Keep every line in which "tree" occurs and drop the rest of the data.

_ _ _ _ _ _ _

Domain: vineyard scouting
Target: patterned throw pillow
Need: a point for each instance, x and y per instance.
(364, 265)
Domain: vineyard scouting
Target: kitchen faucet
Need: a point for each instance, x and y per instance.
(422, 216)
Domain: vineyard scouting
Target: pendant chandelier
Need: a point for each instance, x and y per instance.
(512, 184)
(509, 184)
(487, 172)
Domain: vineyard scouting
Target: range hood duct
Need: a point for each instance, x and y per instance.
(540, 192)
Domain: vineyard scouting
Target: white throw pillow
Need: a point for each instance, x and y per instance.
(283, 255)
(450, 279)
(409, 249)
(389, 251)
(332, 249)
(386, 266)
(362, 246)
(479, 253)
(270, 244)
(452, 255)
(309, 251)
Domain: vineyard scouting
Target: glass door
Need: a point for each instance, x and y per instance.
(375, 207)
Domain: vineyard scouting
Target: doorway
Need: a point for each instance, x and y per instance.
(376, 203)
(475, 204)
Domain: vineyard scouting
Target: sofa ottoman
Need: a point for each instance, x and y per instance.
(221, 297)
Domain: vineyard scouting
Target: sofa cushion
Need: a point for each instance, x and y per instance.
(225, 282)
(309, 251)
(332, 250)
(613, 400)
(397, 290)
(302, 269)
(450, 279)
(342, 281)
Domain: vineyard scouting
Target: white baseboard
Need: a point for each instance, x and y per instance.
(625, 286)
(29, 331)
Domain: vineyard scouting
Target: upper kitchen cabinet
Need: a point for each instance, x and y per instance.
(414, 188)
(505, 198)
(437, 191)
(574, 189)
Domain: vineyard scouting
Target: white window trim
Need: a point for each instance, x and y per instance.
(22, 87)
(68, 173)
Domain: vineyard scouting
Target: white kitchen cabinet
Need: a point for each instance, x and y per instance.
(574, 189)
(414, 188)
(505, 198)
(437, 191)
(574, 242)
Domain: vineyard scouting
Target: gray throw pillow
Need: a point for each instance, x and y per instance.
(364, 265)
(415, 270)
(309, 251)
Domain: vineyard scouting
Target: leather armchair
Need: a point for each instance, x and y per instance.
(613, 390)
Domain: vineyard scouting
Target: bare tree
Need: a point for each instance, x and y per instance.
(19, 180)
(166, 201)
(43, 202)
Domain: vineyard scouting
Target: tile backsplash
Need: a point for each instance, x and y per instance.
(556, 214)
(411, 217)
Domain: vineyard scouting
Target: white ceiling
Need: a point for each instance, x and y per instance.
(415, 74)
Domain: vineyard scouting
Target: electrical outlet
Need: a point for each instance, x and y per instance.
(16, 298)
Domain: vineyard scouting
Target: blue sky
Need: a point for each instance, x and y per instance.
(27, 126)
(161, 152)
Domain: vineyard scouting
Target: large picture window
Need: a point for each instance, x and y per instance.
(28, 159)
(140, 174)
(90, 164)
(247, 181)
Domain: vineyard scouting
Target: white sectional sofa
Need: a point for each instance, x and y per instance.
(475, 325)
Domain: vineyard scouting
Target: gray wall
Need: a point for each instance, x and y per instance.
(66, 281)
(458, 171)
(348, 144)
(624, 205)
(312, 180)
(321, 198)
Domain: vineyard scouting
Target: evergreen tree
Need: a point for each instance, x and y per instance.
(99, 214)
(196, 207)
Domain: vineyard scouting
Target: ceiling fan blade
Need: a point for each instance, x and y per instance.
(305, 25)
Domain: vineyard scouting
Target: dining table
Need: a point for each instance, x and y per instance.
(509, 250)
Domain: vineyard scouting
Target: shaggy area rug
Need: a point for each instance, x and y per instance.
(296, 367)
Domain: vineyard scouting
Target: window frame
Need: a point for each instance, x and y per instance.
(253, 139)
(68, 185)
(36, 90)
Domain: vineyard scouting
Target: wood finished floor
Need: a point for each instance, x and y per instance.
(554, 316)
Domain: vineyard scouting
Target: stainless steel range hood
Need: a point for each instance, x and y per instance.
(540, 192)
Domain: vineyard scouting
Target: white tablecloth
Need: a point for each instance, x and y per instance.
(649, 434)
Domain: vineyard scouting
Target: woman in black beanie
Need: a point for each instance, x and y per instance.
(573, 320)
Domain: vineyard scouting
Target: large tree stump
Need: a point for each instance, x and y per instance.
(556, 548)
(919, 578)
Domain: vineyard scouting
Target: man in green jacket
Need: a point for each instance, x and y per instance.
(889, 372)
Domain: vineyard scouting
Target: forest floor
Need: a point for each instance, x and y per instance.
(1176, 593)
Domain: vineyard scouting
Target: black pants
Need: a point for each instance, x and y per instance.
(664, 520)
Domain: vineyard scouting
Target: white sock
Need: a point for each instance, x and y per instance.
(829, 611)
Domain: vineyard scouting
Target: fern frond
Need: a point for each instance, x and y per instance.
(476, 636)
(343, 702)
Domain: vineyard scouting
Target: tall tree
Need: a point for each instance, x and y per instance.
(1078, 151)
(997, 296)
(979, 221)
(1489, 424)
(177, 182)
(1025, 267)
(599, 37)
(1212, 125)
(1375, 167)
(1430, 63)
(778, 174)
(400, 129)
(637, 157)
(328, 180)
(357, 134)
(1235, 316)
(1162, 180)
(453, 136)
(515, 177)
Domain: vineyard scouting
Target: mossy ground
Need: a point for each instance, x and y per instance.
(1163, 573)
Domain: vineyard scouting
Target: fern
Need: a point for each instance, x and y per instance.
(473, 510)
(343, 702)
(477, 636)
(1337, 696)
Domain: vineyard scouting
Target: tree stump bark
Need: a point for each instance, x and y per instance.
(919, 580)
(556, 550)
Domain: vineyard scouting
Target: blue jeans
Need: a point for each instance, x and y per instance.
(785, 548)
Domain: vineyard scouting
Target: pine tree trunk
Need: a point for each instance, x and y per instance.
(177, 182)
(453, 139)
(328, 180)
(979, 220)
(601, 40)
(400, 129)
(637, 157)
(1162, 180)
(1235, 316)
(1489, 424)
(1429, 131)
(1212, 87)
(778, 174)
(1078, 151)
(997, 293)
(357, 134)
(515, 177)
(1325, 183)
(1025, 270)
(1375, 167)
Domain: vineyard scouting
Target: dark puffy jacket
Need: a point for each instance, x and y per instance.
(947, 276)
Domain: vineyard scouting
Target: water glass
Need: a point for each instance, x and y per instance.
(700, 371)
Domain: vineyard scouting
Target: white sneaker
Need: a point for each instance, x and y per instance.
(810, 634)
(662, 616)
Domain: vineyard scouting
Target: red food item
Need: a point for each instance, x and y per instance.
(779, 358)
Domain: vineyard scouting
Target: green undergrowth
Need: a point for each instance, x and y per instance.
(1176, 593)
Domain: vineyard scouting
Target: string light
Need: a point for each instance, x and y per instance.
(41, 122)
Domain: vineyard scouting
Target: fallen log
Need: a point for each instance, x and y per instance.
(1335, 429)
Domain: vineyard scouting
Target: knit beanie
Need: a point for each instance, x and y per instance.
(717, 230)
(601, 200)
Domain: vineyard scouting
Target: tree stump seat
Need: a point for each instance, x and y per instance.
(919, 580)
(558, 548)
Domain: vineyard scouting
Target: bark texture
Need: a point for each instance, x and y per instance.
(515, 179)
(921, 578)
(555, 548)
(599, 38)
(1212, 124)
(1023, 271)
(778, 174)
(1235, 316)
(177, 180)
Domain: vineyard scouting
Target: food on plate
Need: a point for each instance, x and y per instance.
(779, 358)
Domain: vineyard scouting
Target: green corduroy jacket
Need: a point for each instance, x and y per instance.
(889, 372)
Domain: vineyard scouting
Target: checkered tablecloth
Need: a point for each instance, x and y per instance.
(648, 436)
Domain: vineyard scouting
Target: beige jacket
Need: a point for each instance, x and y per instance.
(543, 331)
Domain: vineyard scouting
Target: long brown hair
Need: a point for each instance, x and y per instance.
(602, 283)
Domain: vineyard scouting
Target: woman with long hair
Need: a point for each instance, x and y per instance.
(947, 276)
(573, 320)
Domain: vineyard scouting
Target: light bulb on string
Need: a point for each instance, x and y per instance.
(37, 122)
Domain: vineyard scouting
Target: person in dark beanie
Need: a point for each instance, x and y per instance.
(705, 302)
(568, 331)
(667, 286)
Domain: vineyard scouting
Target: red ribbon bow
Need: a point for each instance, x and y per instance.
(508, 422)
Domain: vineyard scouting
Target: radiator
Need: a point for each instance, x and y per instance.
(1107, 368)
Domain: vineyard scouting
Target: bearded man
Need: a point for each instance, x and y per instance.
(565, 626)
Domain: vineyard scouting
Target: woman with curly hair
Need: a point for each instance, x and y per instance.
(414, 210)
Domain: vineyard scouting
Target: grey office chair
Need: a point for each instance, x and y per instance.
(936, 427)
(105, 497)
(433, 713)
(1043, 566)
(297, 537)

_ _ _ _ _ _ _

- TASK SOLUTION
Target: bare tree
Target: evergreen tree
Target: large tree stump
Target: tall tree
Target: tree stump bark
Target: pine tree trunk
Target: tree stump seat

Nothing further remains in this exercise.